------ Brano proposto ------
4 gennaio 2016

Spotlight on... LE CRONACHE DI TESEO di Abraham Tiberius Wayne - COME LA CODA DELLE COMETE di Paola Garbarino

Cari Bookworms,
primo appuntamento dell'anno con la rubrica Spotlight on... nella quale vi presento romanzi di autori italiani emergenti o autopubblicati, accompagnando le informazioni sui libri con un piccolo estratto.

Il primo libro di cui vorrei parlarvi è LE CRONACHE DI TESEO di Abraham Tiberius Wayne, una raccolta di sei racconti fantasy per ragazzi, attraverso i quali l'autore rielabora il mito greco di Teseo.

Informazioni e trama


Titolo: Le Cronache di Teseo
Autore: Abraham Tiberius Wayne
Editore: Les Flaneurs Edizioni
Data di pubblicazione: 10 ottobre 2015
TRAMA: “Le Cronache di Teseo” è una serie di sei racconti brevi che descrivono il mitologico viaggio dell’eroe greco da Trezene ad Atene e il celeberrimo episodio che vede il figlio di Etra confrontarsi con il minotauro, il tutto riproposto in chiave fantasy. Elementi tipici e atipici del genere quali incantesimi, evocazioni, pozioni, creature fantastiche della mitologia greca, ebraica e del folklore italiano non alterano i connotati della struttura del mito greco: gli Dei, i loro capricci e i giochi di potere conservano sempre un ruolo predominante e il Fato continua a essere un’entità cui è inutile sottrarsi. Tuttavia, contrariamente al canonico eroe greco, il protagonista presentato in questa raccolta ha necessità di maturare come uomo e come guerriero per ogni fatica superata ed è questo il suo più grande punto di forza, nonché ciò che gli permette di valicare i limiti del tempo e dello spazio e di giungere fino al lettore del nostro secolo per toccarlo nel profondo.
------ Materiale proposto ------
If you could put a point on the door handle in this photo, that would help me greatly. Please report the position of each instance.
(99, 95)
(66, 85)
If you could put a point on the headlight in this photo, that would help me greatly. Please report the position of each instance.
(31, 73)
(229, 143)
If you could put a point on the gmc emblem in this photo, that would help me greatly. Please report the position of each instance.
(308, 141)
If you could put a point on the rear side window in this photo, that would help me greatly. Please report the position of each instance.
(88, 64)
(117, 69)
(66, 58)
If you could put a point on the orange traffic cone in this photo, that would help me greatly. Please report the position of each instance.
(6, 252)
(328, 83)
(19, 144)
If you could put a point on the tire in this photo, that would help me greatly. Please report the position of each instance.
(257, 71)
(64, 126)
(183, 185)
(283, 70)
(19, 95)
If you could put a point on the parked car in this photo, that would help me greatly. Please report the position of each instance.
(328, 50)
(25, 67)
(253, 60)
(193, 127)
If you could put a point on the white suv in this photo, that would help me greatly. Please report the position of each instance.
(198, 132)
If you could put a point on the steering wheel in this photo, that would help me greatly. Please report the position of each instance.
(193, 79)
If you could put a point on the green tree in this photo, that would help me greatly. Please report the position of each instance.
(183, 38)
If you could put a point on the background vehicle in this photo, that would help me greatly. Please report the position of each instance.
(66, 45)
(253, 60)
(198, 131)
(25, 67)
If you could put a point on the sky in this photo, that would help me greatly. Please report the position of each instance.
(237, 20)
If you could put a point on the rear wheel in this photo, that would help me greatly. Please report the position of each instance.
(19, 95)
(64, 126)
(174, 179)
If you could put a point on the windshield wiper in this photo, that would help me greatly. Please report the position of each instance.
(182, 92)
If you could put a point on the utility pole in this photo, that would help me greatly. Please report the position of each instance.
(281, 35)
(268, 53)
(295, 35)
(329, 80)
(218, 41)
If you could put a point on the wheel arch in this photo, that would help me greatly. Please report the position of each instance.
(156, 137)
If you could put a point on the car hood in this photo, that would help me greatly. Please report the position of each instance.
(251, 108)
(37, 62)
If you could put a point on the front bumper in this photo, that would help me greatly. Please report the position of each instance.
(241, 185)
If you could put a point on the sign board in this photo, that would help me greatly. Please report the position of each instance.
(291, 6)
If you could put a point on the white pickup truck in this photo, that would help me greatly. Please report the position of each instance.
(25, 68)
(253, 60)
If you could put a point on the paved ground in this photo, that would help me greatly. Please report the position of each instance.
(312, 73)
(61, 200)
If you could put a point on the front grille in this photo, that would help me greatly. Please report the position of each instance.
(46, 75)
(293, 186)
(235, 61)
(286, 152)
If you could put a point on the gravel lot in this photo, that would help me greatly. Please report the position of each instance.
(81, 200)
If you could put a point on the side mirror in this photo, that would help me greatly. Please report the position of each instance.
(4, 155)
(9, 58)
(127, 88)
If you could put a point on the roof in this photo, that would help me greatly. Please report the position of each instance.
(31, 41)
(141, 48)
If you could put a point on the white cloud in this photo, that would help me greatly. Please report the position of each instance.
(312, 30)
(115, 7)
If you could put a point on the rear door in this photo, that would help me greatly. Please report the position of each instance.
------
Esercizi e consegne ::
- 1) Secondo la trama riportata nel brano, quali elementi tipici e atipici del genere compaiono nelle Cronache di Teseo? Elencali tutti.
- 2) Trascrivi dal brano il passo che comincia con "Spotlight on... LE" e si chiude con "un piccolo estratto.".

Soluzioni in ordine ::
- 1)
- incantesimi
- evocazioni
- pozioni
- creature fantastiche della mitologia greca, ebraica e del folklore italiano

- 2)
Spotlight on... LE CRONACHE DI TESEO di Abraham Tiberius Wayne - COME LA CODA DELLE COMETE di Paola Garbarino

Cari Bookworms,
primo appuntamento dell'anno con la rubrica Spotlight on... nella quale vi presento romanzi di autori italiani emergenti o autopubblicati, accompagnando le informazioni sui libri con un piccolo estratto.